▸ **Extrait**:
────
Sur l’île de Porquerolles, au large d’Hyères, la Fondation Carmignac vient d’ouvrir ses portes. Une collection privée d’art contemporain révélée au public par une mise en lumière signée Les Éclaireurs qui ont déjoué la situation en sous-sol des salles d’exposition en y faisant pénétrer la lumière naturelle ou en l’imitant. Intégration, discrétion et souplesse d’évolution ont été les maîtres-mots de ce projet à bien des égards hors-norme.
MISE EN LUMIÈRE ARTIFICIELLE ET NATURELLE DE LA FONDATION CARMIGNAC |
MAÎTRISE D’OUVRAGE Fondation Carmignac CONCEPTION LUMIÈRE Les Éclaireurs – Lucas Goy et Aurélien bourg SCÉNOGRAPHIE Ducks Scéno ARCHITECTES Marc Barani et GMAA LOCALISATION Île de Proquerolles, Var LIVRAISON Juin 2018 MATÉRIEL Erco, Iguzzini, KKDC, Pharos Control, SPX Lighting, XAL, Zumtobel |
L’île de Porquerolles est un écrin de nature au milieu de la Méditerranée où il est aujourd’hui impossible de construire, Parc Natura 2000 oblige. Lorsque Édouard Carmignac envisage la création d’un musée pour présenter sa collection de Pop Art et plus largement d’art du XXe siècle, l’unique solution qui s’offre à lui est de construire sous la villa de son domaine viticole, creuser le sol. Qu’à cela ne tienne, cette dernière est le temps des travaux soulevée et maintenue sur pilotis. À l’issue de ce chantier insolite, les stratégies mises en œuvre par l’équipe de Ducks Scéno et des Éclaireurs pour éclairer « naturellement » les salles d’exposition en sous-sol brillent par leur ingéniosité.
────
(Lignes d'un jeu de données)

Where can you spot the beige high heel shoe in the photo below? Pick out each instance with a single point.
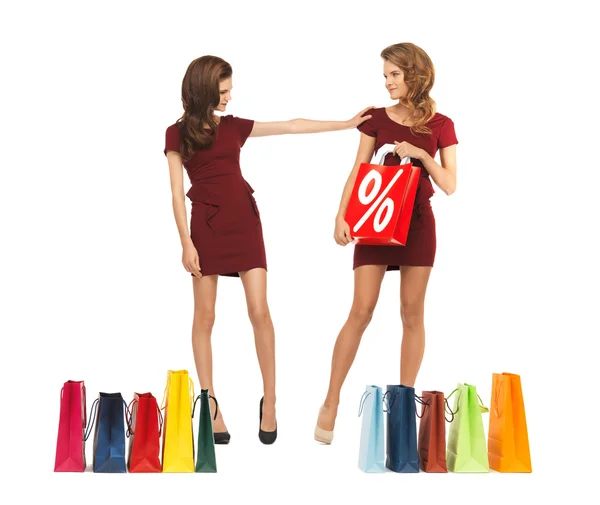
(321, 435)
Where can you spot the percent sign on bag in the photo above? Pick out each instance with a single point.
(382, 200)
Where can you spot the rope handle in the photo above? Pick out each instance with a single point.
(419, 399)
(92, 419)
(209, 397)
(362, 402)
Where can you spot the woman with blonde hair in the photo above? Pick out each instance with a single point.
(226, 236)
(416, 130)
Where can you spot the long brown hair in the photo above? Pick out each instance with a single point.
(199, 96)
(419, 75)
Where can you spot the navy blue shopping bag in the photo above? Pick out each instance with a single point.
(401, 448)
(108, 413)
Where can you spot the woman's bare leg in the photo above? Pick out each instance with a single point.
(255, 287)
(367, 284)
(413, 286)
(205, 296)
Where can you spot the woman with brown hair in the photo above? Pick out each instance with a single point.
(226, 236)
(417, 131)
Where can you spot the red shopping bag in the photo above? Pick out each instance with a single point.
(145, 425)
(382, 201)
(70, 446)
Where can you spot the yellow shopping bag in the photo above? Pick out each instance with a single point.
(178, 442)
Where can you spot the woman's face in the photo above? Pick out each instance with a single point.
────
▸ **Exercices**:
• A. Dans l'extrait sur la Fondation Carmignac, qu'est-il arrivé à la villa pendant les travaux ?
• B. Donnez toutes les marques citées dans la rubrique « MATÉRIEL » de l'extrait sur la Fondation Carmignac.
• C. Poursuivez l'article sur l'éclairage de la Fondation Carmignac après sa dernière phrase.

▸ **Réponses**:
• A. Elle a été soulevée et maintenue sur pilotis.

• B. Erco, Iguzzini, KKDC, Pharos Control, SPX Lighting, XAL, Zumtobel

• C.
CAPTER LA LUMIÈRE NATURELLE
Le musée se déploie sur deux niveaux : un rez-de-chaussée et un sous-sol. Les visiteurs sont tout d’abord invités à une « plongée dans la collection » via un escalier à la main courante éclairée, à parcourir la partie inférieure avant de remonter dans les pièces voûtées d’origine, qui supportent la villa. Le parcours est pensé pour varier les expériences de visite, les ambiances, la perception de l’architecture et des œuvres. Sur chacun des niveaux, les salles d’exposition s’organisent selon un plan formant une croix dont le centre est un puits de lumière naturelle sous la forme d’un bassin de 12 mètres par 12 au fond translucide, une lame d’eau de seulement 5 centimètres d’épaisseur. La luminosité qu’il capte se diffuse dans les salles. À l’origine avait été envisagé un miroir sans tain, mais pour l’heure, le fond constitué de plaques de PPMA transparentes soudées entre elles. Mais il devrait bientôt être remplacé par un matériau grisé pouvant diminuer la quantité de lumière de 50 % car l’apport est trop important. Ailleurs, l’éclairage naturel est réduit par des jeux de couleurs (murs peints en bleu notamment), des cimaises, des vitrages spécifiques adaptés aux œuvres ou encore des stores. Pour des raisons de conservation, les 300 lux moyens sont requis et maintenus.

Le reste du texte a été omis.